** Source extract **

'''

Wednesday, July 30, 2008

Let them eat . . . fruit (or, adventures in bad parenting)

We are progressing on the house, and have a projected move in date of Monday!
How excited am I?
Very!!
While most of the time over there is spent working on unpacking boxes and finishing touches, etc., some time is spent in the back yard ("the back 40" we affectionately call it) picking apples and blackberries.
The boys love climbing the apple tree to see how high up they can get to pick the fruit.
And the blackberries are so ripe and ready to just be plucked.
Grandpa took about 20 apples from the house the other day, and has promised us a pie on Sunday.
Yum.
Daniel likes the apples.
The other day, he picked one up and carried it around for a long time, throwing it like a ball.
At some point he must have thought, "Hmmm, I bet I can eat this thing."
And that is just what he did.
Now, I know about choking hazards, and so I tried to get it away from him, but it was nothing doing! I watched him closely, and, really he ate it so nicely.
Look how cute he is, eating his apple.

And no choking.
Don't tell my mom! (Hi, Mom! =)
Can you say "skin fruit"?

'''

(Dataset excerpt)
'''

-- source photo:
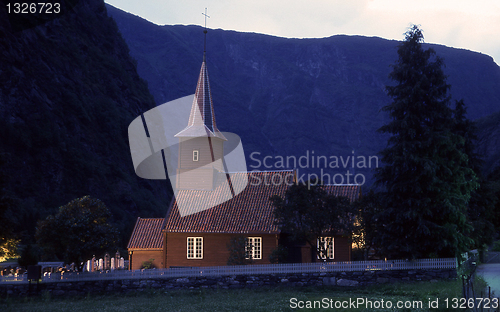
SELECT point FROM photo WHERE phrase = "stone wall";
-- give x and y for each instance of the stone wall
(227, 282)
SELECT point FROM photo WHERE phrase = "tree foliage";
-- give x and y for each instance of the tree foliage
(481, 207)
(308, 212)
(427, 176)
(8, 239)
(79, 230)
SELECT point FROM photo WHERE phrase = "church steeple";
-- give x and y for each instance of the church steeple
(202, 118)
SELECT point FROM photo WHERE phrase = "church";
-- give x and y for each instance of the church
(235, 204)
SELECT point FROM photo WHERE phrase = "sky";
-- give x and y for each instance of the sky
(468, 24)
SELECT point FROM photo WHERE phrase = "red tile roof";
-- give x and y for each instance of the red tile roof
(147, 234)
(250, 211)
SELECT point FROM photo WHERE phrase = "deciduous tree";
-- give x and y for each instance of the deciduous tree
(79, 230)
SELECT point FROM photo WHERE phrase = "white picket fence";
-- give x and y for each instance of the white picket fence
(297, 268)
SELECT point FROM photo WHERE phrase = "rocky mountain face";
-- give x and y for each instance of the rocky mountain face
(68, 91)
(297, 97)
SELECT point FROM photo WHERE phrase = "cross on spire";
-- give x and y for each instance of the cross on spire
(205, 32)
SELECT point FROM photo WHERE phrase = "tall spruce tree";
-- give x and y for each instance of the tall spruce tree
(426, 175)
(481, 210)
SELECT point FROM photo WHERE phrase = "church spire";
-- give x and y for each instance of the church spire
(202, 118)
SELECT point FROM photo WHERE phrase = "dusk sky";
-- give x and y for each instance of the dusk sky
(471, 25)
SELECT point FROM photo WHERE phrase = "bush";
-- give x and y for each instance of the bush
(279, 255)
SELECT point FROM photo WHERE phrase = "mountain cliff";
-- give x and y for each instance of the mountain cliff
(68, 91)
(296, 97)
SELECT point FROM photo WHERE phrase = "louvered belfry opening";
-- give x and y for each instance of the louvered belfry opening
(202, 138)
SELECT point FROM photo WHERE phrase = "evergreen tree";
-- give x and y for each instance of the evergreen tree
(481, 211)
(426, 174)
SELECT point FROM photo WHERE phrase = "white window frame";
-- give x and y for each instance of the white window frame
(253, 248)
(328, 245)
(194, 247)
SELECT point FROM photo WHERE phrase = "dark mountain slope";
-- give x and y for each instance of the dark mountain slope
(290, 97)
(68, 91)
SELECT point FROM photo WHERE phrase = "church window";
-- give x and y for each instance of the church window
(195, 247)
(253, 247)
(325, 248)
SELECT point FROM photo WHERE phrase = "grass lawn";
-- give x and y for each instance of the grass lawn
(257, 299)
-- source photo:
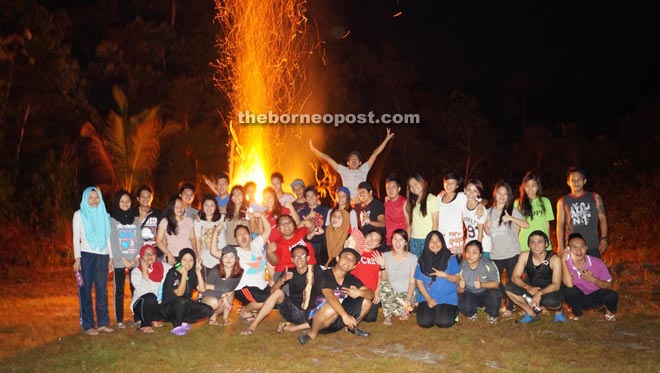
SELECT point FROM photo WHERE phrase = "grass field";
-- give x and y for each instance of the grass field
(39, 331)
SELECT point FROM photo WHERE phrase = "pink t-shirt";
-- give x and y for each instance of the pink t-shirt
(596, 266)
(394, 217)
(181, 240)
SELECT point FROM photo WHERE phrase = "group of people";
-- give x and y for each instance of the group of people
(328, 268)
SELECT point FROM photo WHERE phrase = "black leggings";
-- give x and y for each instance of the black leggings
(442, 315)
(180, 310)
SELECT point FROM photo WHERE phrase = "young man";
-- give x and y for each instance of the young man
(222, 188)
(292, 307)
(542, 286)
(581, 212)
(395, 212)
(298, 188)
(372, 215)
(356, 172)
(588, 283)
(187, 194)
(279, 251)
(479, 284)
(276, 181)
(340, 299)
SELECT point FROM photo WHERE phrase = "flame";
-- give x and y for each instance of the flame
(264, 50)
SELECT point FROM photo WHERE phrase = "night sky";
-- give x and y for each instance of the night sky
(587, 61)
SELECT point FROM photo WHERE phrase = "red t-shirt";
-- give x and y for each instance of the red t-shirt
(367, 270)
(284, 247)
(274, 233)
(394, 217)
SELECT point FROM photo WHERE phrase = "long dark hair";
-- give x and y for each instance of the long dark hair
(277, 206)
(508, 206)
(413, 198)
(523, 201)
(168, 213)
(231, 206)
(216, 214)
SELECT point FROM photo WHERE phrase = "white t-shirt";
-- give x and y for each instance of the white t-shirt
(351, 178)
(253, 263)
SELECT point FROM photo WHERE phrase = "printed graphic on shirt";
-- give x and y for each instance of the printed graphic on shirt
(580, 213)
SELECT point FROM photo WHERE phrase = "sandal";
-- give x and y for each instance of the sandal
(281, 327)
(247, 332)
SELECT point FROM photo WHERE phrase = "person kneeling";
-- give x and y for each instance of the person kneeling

'''

** Challenges **
a) Reproduce verbatim the portion of the blog post about picking fruit that runs from "While most of" up to and including "apples and blackberries.".
b) Carry on the blog post about picking fruit in the back yard, starting after its final sentence.

** Answers for this exercise **
a)
While most of the time over there is spent working on unpacking boxes and finishing touches, etc., some time is spent in the back yard ("the back 40" we affectionately call it) picking apples and blackberries.

b)
While we are on the subject of bad parenting, let me do a little soul cleansing confessing here. Also, it will help you to know that not every moment of our lives are the "glossy magazine ad" moments you may think they are.
I lied in front of my kids today.
Bold face lied.
It wasn't even a good lie, and not even for a good reason (not that there EVER is a good reason to lie).
The situation was this: I dialed my mom's office this morning, to say hi and see what her plans for the day were. The problem was, somewhere between dialing and waiting for the receptionist to answer, I lost track of what I was doing.
That, and the phone slipped from my ear a bit (because I was doing something else at that point, other than just waiting for the "Good morning, law offices . . ." on the other end.
By the time I remembered that the phone was on my chest for a reason and I put the receiver back up to my ear, the receptionist, who I know quite well, was saying "Hello? Hello?"
Now, this was embarrassing to me, and I thought about just hanging up, but I did something far worse.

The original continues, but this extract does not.